> Work request
The whole set of entries is to be restated word for word.

※ ※ ※

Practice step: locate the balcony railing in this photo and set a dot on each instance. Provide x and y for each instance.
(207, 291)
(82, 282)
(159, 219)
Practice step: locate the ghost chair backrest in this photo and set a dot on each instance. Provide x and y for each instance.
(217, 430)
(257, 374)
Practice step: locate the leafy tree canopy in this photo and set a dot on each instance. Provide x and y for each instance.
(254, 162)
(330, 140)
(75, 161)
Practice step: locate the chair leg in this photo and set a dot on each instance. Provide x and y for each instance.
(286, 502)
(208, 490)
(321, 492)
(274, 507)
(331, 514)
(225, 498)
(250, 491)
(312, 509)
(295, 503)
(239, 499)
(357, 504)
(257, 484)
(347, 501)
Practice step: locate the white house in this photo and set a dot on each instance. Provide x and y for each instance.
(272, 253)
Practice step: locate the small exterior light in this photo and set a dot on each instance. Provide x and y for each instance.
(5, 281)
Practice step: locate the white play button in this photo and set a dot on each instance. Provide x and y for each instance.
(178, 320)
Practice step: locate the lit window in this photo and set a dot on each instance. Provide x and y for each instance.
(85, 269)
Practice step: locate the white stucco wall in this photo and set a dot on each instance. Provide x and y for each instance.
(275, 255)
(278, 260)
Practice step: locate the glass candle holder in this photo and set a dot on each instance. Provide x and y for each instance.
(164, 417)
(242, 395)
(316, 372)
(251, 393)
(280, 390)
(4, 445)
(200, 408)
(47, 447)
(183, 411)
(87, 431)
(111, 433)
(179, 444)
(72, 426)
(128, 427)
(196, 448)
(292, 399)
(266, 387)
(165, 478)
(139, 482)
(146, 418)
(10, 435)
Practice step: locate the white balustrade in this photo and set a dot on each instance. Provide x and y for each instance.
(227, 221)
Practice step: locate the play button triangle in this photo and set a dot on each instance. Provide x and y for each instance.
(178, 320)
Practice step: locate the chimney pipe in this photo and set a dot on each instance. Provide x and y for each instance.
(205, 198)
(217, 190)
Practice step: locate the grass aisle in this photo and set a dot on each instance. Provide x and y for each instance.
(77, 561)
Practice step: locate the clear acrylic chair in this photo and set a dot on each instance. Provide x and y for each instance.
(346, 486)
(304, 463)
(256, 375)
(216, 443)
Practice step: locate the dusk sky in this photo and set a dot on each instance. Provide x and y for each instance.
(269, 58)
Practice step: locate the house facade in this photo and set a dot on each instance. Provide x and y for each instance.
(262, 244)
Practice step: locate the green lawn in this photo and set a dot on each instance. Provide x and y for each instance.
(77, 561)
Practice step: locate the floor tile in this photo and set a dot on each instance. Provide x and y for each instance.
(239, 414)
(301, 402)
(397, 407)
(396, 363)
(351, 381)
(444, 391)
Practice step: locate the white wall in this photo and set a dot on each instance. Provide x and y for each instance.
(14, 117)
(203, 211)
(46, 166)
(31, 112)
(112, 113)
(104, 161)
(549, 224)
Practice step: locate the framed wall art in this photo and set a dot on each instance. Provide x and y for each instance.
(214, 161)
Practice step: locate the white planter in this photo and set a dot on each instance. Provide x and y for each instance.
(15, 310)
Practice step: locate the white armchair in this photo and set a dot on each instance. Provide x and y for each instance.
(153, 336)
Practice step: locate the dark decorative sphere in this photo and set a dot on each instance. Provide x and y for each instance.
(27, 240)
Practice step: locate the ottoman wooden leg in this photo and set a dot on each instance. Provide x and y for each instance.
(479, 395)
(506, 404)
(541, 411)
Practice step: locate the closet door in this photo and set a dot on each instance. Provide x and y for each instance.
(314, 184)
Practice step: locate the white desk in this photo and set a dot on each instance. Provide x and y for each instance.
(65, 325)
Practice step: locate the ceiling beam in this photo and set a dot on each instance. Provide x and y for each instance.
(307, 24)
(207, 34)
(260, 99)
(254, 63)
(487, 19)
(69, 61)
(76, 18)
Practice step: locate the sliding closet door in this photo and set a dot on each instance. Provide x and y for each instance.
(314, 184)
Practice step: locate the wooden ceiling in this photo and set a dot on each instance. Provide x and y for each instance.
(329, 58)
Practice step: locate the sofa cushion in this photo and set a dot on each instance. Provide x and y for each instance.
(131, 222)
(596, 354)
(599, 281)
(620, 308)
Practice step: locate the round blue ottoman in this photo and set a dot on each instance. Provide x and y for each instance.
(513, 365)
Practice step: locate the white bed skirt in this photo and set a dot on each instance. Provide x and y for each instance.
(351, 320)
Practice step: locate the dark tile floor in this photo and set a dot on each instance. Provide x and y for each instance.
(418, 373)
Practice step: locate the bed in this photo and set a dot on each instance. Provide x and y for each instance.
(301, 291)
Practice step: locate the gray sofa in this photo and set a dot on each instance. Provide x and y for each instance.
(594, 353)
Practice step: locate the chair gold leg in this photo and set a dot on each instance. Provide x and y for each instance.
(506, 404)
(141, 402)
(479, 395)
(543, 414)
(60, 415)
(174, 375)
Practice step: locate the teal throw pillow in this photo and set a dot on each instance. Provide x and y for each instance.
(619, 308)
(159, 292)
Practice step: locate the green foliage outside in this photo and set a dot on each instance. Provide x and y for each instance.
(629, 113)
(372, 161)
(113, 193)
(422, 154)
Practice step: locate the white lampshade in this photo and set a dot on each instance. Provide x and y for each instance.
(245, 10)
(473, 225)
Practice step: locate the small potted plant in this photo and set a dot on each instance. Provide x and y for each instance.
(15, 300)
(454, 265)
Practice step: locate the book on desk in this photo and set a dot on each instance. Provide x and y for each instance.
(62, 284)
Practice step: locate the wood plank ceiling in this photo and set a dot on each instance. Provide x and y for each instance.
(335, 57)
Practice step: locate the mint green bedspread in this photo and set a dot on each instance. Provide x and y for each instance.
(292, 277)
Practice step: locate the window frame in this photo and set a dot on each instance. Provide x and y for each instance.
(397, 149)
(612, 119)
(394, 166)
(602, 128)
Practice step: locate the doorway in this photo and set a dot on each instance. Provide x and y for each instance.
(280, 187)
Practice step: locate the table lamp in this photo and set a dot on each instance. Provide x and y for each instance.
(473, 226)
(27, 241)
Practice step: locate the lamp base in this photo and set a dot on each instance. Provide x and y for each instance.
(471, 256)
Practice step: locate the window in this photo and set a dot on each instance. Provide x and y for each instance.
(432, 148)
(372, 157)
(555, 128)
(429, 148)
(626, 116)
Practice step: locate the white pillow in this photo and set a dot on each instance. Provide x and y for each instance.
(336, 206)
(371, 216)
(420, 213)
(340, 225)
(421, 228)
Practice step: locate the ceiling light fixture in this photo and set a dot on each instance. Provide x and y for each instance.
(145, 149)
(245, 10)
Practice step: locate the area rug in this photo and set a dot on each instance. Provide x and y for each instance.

※ ※ ※

> Response below
Practice step: locate the balcony railing in this photo and set a dot on each instance. Provide x and y for each instance.
(207, 291)
(82, 282)
(159, 219)
Practice step: locate the ghost chair backrest in this photo and set a dot on each instance. Provide x and y for each instance.
(217, 430)
(257, 374)
Practice step: locate the leafy tree canopy in this photo and set a dot on each instance. Provide x and y for each instance.
(254, 162)
(330, 140)
(75, 161)
Practice step: locate the chair leg in this photo and set a dot on each instance. Provide x and y for each instance.
(286, 502)
(208, 490)
(321, 492)
(274, 507)
(331, 514)
(225, 498)
(250, 491)
(312, 509)
(295, 503)
(239, 499)
(357, 504)
(257, 484)
(347, 501)
Practice step: locate the white house in this photo and set a dot on each instance. Provide x and y for each instance.
(272, 253)
Practice step: locate the small exterior light in this photo and set a dot on each instance. Provide x and y for each instance.
(5, 281)
Practice step: locate the white play button in this photo and set a dot on each instance. Provide x and y for each instance.
(178, 320)
Practice step: locate the lit window in this photo and set a dot on each instance. Provide x and y for each instance.
(85, 269)
Practice step: locate the white stucco wall in this photo and set a dot on each instance. Provide x and y for each instance.
(275, 255)
(278, 260)
Practice step: locate the glass candle holder in this photo and set a dot on each instance. Provide x and y for each instance.
(164, 417)
(242, 395)
(316, 372)
(251, 393)
(280, 390)
(4, 445)
(200, 408)
(47, 447)
(183, 411)
(87, 431)
(111, 433)
(179, 444)
(72, 426)
(128, 427)
(196, 448)
(292, 399)
(266, 387)
(165, 478)
(139, 482)
(146, 418)
(10, 435)
Practice step: locate the white balustrade in this photo and set a dot on each instance. Provide x and y for each instance.
(227, 221)
Practice step: locate the play button triangle in this photo and set a dot on each instance. Provide x and y for each instance.
(178, 320)
Practice step: locate the chimney pipe in this photo and set a dot on each instance. Provide x and y for each instance.
(205, 198)
(217, 190)
Practice step: locate the grass aisle in this photo and set a dot on each instance. Provide x and y for each instance.
(77, 561)
Practice step: locate the clear acrylic chair in this photo and set a dot on each instance. Provide x and y for each instance.
(346, 486)
(304, 463)
(256, 375)
(216, 443)
Practice step: locate the dusk sky in this photo and set a dot on each instance. Provide x and y for each instance.
(269, 58)
Practice step: locate the house facade in this photo and set a dot on each instance. Provide x and y for each instance.
(262, 244)
Practice step: locate the green lawn in this photo and set a dot on each instance. Provide x and y for each instance.
(77, 561)
Practice step: locate the floor tile in this photo and set a dot on each instance. Provide x and y for each instance.
(239, 414)
(301, 402)
(397, 407)
(396, 363)
(351, 381)
(444, 391)
Practice step: locate the white wall in this photo and set a dot on each instance. Provide x and y for each instance.
(14, 117)
(203, 211)
(46, 166)
(31, 112)
(112, 113)
(104, 161)
(549, 224)
Practice step: locate the framed wall art in this photo and set a dot on each instance. Provide x and y for each instance.
(214, 161)
Practice step: locate the white planter in this photo and set a dot on each instance. Provide x and y for each instance.
(15, 310)
Practice step: locate the white armchair in this photo and set a dot on each instance. Provide x and y for each instance.
(153, 336)
Practice step: locate the dark decorative sphere in this photo and set a dot on each instance. Provide x and y for each instance.
(27, 240)
Practice step: locate the ottoman wooden leg in this photo and set a dot on each instance. Provide x and y for each instance.
(479, 395)
(506, 404)
(541, 411)
Practice step: locate the closet door in this photo and set a dot on each instance. Provide x and y for each instance.
(314, 184)
Practice step: locate the white desk in this photo and set a dot on each instance. Provide x and y for each instance.
(65, 325)
Practice step: locate the ceiling beam in this photo and set a dot on each instance. Provide x and y for each instance.
(307, 24)
(207, 34)
(260, 99)
(254, 63)
(487, 19)
(69, 61)
(76, 18)
Practice step: locate the sliding closet door in this photo and set a dot on each instance. Provide x and y for each instance.
(314, 184)
Practice step: locate the wooden ceiling in this photo and set a dot on each instance. Provide x and y for each instance.
(329, 58)
Practice step: locate the sofa cushion in this photo and set a dot on each instance. Provide x and y for each instance.
(131, 222)
(596, 354)
(599, 281)
(620, 308)
Practice step: locate the round blue ottoman in this photo and set a dot on each instance. Provide x and y for each instance.
(513, 365)
Practice step: locate the white bed skirt in this photo and set a dot on each instance. Provide x and y for each instance.
(351, 320)
Practice step: locate the dark tile floor in this photo and set a dot on each instance. Provide x and y for each instance.
(418, 373)
Practice step: locate the bed in this photo and set a dot on each instance. Provide x and y for each instance.
(301, 291)
Practice step: locate the gray sofa in this photo and set a dot on each instance. Provide x and y for each instance.
(594, 353)
Practice step: locate the chair gold leg in this photo and set a dot on each instance. Provide x and y for each instance.
(506, 404)
(141, 402)
(479, 395)
(543, 414)
(60, 415)
(174, 375)
Practice step: locate the teal throw pillow in this photo and set a dot on each instance. Provide x and y for each instance.
(619, 308)
(159, 292)
Practice step: locate the green foliage outside in this photo and set a dot on each instance. Provide x and y for each instance.
(629, 113)
(372, 161)
(113, 193)
(422, 154)
Practice step: locate the white lampshade in this photo and set a dot on each instance. Provide x and y for each instance.
(245, 10)
(473, 225)
Practice step: locate the small potted plant in this photo and set a dot on each instance. Provide x and y for each instance.
(15, 300)
(454, 265)
Practice step: locate the book on desk in this photo and set a dot on each instance. Provide x and y for each instance.
(62, 284)
Practice step: locate the wood plank ceiling in this photo and set a dot on each instance. Provide x and y for each instance.
(335, 57)
Practice step: locate the mint green bedspread in this photo and set a dot on each instance. Provide x and y for each instance.
(292, 277)
Practice step: locate the window frame in this photo and set a dot on each instance. Provide x and y for each instance.
(397, 149)
(612, 119)
(394, 166)
(602, 128)
Practice step: locate the doorway in this photo and set a dot on each instance. Provide x and y for each instance.
(280, 187)
Practice step: locate the table lamp in this photo and set a dot on each instance. Provide x and y for each instance.
(473, 226)
(27, 241)
Practice step: locate the lamp base in this photo and set a dot on each instance. Provide x and y for each instance.
(471, 256)
Practice step: locate the window in this photo and set a dot on each instance. Provide x and y for each instance.
(432, 148)
(372, 157)
(555, 128)
(429, 148)
(626, 116)
Practice step: locate the white pillow in this photo and set a dot on each instance. Provide x and y for each instance.
(336, 206)
(371, 216)
(420, 213)
(340, 225)
(421, 228)
Practice step: locate the ceiling light fixture in this photo and set a dot on each instance. Provide x and y for each instance.
(145, 149)
(245, 10)
Practice step: locate the area rug in this photo and set a dot on each instance. Provide x and y for each instance.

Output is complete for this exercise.